Apply what you read:
[a] Rewrite the paragraph of the article on English clubs in the Champions League that begins "FT analysis of Deloitte's Football Money League" in a shorter form, keeping its main facts.
[b] From the article on English clubs in the Champions League, copy the passage starting at "The owners of" and ending at "and football business.".

Text section:
Deep pockets help English clubs get a purchase on Champions League
Does money buy success? For those who don’t believe it, think again.
The owners of the most expensively constructed teams in world football, are set to find out when Chelsea play Manchester City in the Uefa Champions League final this Saturday.
Winning the biggest honour in European club football would be the ultimate pay-off for the billionaire backers who have invested hundreds of millions in building their squads and football business.
Roman Abramovich, the Russian-Israeli tycoon who bought Chelsea in 2003, is hoping for a repeat of 2012, the club’s first and only triumph in the competition.
Meanwhile City, under the control of Sheikh Mansour bin Zayed al-Nahyan, the billionaire deputy prime minister of the United Arab Emirates, will be hoping for the club’s first Champions League silverware after securing its third Premier League title in four years. Both owners have spent about £1.6bn combined net of players sold since they took the helm.
Saturday’s game marks only the third Champions League final between two English clubs.
Whereas the first two all-English finals — in 2008 and 2019 — were more than a decade apart, it has taken just two years since the last for another two Premier League teams to reach the final of Europe’s pinnacle competition.
FT analysis of Deloitte’s Football Money League, shows that within the top 15 teams in Europe, English clubs on average have earned more revenues than continental rivals in nine of the past 16 seasons. And the Premier League’s dominance is increasing. English clubs have outpaced the revenues of their European rivals in six of the past seven seasons, bolstered by the league’s global appeal and billions of pounds in broadcasting revenues.

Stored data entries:
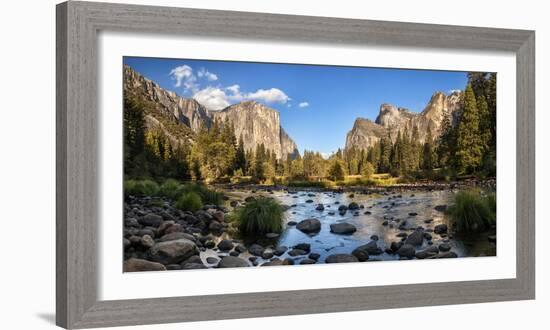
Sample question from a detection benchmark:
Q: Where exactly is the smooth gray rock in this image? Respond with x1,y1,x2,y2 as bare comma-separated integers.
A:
434,223,448,235
138,213,162,227
325,253,359,264
330,222,357,235
405,230,424,246
218,239,233,251
123,258,166,272
218,256,249,268
397,244,416,258
149,238,199,265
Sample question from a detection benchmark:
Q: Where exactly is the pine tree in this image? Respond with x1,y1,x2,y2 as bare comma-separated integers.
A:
476,95,491,152
400,126,413,173
411,125,422,171
456,85,483,173
253,143,266,181
486,73,497,152
379,133,392,173
437,111,455,167
328,158,345,181
235,135,246,174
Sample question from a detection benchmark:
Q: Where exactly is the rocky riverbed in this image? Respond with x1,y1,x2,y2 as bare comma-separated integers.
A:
124,188,496,272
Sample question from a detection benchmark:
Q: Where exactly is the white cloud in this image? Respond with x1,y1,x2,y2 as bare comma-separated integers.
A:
321,152,334,159
170,65,197,89
244,88,290,104
225,84,241,95
197,68,218,81
193,86,230,110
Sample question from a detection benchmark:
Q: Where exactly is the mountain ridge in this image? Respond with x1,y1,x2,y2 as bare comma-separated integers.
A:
345,91,462,149
124,65,299,159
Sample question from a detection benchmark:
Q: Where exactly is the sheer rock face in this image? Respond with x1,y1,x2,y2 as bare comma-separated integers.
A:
210,101,298,159
346,118,388,149
346,91,462,149
124,66,298,159
124,65,212,132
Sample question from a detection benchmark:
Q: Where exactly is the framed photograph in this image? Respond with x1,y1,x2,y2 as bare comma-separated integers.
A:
56,1,535,328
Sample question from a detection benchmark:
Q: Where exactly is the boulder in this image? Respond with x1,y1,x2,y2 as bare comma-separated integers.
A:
206,257,218,264
390,242,403,253
123,258,166,272
218,239,233,251
262,249,274,259
434,223,448,235
330,222,357,235
218,256,249,268
397,244,416,259
140,235,155,249
288,249,307,257
325,253,359,264
434,205,447,212
351,241,384,261
248,244,265,257
293,243,311,253
261,258,283,267
348,202,359,210
308,253,321,260
351,248,369,262
149,238,199,265
273,245,288,256
181,262,208,269
138,213,162,227
296,218,321,234
405,230,424,246
428,251,458,259
439,243,451,252
160,232,197,242
208,220,224,234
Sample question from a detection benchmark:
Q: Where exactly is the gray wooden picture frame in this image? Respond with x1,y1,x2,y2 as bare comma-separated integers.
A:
56,2,535,328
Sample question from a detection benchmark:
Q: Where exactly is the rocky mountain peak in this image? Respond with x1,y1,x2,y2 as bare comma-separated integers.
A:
211,101,298,159
346,91,462,149
124,65,298,159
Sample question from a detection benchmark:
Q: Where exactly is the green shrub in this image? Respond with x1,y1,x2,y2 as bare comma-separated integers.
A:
174,191,202,212
159,179,181,199
485,192,497,215
124,180,159,197
147,198,164,207
448,190,496,232
232,197,284,235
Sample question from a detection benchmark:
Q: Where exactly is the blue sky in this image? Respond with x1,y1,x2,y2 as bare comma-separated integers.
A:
124,57,467,154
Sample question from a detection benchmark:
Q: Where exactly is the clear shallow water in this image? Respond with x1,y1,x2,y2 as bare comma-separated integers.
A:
204,190,496,263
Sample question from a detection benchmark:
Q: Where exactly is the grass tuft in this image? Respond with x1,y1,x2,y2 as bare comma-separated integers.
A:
232,197,284,235
448,190,496,232
159,179,182,200
174,191,202,212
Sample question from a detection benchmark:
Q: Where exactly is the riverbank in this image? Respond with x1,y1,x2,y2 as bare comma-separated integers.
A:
124,186,496,271
212,178,496,194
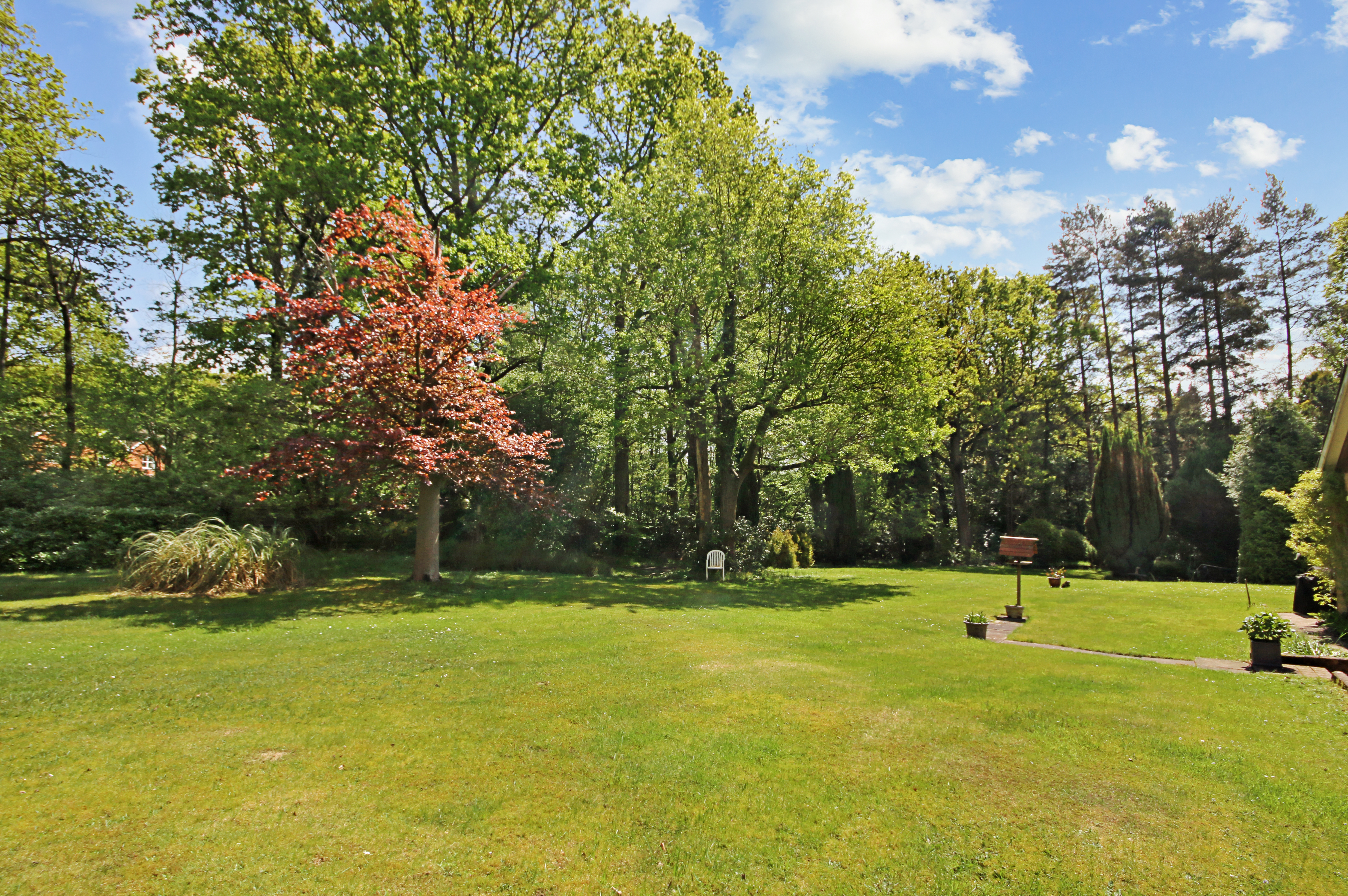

Solution list:
[a] An FT analysis of Deloitte's Football Money League finds that, among Europe's top 15 teams, English clubs have on average earned more revenue than continental rivals in nine of the past 16 seasons. This dominance is increasing. English clubs have led in six of the past seven seasons, supported by the Premier League's global appeal and billions of pounds in broadcasting revenues.

[b]
The owners of the most expensively constructed teams in world football, are set to find out when Chelsea play Manchester City in the Uefa Champions League final this Saturday.
Winning the biggest honour in European club football would be the ultimate pay-off for the billionaire backers who have invested hundreds of millions in building their squads and football business.